> Records for this exercise:
★ ★ ★ ★

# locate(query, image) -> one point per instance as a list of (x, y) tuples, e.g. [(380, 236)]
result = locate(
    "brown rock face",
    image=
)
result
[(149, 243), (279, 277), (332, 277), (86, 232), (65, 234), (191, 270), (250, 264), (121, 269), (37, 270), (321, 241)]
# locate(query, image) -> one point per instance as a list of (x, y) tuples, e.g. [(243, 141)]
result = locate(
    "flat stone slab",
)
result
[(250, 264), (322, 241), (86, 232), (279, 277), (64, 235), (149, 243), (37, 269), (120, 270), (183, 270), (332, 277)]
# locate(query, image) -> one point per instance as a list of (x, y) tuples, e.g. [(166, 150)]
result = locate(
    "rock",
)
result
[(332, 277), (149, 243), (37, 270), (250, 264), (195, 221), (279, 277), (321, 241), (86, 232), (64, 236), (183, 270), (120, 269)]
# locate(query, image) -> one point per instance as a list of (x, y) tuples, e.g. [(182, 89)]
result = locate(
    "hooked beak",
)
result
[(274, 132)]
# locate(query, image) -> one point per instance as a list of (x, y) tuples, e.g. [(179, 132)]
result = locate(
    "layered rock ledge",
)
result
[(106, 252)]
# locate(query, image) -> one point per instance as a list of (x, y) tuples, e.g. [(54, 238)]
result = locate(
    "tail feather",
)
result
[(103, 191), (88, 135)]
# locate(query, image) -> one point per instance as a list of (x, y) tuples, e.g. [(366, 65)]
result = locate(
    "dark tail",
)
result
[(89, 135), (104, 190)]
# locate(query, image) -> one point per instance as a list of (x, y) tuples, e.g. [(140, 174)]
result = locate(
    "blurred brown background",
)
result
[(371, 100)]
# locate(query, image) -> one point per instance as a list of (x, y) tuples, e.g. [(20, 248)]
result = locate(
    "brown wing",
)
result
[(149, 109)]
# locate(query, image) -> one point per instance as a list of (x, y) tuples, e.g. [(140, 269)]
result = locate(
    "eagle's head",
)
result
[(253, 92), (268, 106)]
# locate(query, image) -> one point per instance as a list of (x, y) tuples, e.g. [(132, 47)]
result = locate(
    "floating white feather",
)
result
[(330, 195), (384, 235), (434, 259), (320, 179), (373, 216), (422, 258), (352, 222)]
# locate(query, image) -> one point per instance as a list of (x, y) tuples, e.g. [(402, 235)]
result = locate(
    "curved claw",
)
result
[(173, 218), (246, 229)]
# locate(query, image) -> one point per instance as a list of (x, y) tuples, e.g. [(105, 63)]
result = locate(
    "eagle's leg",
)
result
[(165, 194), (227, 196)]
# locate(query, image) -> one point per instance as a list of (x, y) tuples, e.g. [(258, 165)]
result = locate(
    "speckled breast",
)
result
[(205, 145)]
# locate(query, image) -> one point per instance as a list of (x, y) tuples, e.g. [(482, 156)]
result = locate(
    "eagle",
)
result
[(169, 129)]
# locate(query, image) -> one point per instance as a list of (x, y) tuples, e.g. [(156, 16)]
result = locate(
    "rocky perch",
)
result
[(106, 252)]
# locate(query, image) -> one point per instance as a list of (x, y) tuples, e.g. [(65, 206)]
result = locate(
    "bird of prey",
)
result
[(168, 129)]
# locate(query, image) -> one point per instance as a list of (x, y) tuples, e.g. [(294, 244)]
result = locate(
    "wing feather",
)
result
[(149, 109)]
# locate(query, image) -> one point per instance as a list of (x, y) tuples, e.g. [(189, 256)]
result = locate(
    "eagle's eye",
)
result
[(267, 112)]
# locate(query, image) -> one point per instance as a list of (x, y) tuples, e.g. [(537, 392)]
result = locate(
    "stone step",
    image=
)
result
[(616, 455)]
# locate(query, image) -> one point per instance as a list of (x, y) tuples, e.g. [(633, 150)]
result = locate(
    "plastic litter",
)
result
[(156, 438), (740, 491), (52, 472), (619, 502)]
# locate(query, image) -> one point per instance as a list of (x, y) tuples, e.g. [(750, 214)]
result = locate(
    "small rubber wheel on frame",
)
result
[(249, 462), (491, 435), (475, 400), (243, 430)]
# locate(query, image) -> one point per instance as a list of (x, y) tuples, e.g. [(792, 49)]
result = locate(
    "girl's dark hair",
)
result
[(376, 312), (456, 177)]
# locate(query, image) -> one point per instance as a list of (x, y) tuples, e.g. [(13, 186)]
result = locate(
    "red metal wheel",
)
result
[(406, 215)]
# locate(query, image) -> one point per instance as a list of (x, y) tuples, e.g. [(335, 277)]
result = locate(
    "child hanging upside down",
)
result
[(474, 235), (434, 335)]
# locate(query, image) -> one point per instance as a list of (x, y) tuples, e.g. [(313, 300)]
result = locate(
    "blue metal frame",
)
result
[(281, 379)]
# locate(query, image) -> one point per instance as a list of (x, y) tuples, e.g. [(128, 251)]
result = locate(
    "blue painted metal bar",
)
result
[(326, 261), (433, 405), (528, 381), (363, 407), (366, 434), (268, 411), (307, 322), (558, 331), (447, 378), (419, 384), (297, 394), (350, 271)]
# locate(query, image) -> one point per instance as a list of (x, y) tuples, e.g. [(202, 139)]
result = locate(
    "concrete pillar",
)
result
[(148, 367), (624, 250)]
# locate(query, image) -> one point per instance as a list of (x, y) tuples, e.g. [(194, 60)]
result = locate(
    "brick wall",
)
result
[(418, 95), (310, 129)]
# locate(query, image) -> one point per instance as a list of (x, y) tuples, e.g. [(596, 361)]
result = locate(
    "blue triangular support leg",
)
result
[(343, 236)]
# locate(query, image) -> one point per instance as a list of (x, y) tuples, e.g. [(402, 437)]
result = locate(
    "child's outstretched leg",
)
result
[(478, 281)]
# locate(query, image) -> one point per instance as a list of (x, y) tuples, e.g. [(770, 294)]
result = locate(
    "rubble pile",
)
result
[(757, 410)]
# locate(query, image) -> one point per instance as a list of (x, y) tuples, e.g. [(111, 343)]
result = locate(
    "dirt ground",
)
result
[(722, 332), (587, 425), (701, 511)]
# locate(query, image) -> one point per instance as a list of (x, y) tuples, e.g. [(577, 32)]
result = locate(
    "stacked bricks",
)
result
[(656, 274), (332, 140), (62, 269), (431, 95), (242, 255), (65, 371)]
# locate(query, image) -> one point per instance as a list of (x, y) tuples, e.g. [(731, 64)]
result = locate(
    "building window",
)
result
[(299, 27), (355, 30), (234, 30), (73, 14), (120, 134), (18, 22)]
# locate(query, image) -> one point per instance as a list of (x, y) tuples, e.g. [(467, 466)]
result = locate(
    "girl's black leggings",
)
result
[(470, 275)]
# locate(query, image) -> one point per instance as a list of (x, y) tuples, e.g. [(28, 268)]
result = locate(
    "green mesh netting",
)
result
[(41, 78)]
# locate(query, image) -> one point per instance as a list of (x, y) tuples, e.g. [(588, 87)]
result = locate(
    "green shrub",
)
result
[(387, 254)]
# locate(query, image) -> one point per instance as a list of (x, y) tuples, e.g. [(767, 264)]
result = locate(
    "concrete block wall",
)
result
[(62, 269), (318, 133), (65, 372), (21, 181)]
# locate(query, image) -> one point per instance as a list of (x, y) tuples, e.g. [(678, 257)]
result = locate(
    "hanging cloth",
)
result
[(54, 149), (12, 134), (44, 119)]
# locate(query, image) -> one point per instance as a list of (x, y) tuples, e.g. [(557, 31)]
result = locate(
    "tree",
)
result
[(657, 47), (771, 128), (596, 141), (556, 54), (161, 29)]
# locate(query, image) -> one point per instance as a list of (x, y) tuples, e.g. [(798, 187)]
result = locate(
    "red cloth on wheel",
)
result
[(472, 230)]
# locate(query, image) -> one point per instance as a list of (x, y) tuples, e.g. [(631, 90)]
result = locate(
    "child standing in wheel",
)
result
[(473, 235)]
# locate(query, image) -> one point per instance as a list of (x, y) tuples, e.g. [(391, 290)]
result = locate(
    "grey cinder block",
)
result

★ ★ ★ ★

Report every line of the data in which "hanging" appears.

> The answer:
    "child hanging upside down",
    "hanging cloth",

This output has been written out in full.